start

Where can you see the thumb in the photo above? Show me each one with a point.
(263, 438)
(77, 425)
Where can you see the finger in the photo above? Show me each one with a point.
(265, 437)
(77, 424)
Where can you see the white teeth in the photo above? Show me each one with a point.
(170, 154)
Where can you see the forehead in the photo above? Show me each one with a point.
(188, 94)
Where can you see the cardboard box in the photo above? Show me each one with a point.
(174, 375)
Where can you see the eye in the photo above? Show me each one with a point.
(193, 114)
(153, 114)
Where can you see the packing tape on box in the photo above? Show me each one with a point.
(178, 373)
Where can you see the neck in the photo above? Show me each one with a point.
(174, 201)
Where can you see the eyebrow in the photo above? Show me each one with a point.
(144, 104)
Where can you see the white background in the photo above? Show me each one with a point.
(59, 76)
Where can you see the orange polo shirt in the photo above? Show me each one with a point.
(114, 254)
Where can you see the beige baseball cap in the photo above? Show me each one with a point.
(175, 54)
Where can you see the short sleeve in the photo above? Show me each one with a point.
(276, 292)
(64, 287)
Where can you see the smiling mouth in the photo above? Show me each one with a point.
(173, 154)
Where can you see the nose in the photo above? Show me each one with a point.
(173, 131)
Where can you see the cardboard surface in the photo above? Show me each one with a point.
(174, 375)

end
start

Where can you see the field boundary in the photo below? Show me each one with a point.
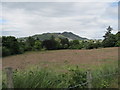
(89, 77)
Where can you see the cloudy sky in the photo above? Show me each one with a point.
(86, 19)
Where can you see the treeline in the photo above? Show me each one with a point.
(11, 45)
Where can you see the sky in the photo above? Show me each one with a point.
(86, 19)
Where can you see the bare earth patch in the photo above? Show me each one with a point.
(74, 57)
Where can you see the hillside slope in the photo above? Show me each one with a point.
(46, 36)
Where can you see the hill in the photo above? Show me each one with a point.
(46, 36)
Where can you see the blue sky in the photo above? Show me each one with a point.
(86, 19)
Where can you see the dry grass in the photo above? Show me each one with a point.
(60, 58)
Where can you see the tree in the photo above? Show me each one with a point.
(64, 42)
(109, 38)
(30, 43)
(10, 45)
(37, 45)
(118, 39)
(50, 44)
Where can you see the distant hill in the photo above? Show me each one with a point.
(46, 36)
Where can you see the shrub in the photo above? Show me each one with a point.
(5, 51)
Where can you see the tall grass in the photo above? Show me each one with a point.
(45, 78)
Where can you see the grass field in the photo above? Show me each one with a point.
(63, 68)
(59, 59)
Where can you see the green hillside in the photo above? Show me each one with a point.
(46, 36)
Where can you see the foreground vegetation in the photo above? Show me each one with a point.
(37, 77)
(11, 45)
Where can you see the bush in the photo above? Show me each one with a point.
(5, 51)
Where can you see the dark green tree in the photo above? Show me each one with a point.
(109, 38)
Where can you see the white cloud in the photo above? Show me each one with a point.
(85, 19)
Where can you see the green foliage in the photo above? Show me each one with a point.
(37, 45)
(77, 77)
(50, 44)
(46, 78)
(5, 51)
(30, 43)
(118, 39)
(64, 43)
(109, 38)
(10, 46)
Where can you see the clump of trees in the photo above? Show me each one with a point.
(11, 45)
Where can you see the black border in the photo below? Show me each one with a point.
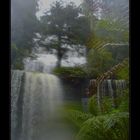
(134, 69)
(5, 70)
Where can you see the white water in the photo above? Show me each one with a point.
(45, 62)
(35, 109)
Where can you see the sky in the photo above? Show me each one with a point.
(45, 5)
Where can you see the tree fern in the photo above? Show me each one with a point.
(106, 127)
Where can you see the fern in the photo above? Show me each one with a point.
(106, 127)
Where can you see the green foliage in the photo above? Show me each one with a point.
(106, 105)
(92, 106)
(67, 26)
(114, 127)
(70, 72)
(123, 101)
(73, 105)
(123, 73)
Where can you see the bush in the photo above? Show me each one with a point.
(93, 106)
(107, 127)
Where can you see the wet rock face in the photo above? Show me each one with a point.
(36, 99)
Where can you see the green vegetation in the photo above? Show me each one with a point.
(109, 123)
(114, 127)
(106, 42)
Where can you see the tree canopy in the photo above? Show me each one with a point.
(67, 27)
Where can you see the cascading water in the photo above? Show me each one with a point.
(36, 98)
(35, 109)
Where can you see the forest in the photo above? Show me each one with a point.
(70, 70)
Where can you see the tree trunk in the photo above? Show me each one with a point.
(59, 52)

end
start

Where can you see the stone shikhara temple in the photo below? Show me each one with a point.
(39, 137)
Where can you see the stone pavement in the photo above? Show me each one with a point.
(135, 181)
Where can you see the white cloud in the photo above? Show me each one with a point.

end

Task requirements -> Locate every line in the records above that contains the word "grass" and copy each one out in full. Case counts.

Problem solution ->
Where can you see the dry grass in the photo above? Show me each one with a point.
Where can you see the tall grass in the photo above? Show me each one with a point.
Where can you see the grass field in the photo above? Show me each one with a point.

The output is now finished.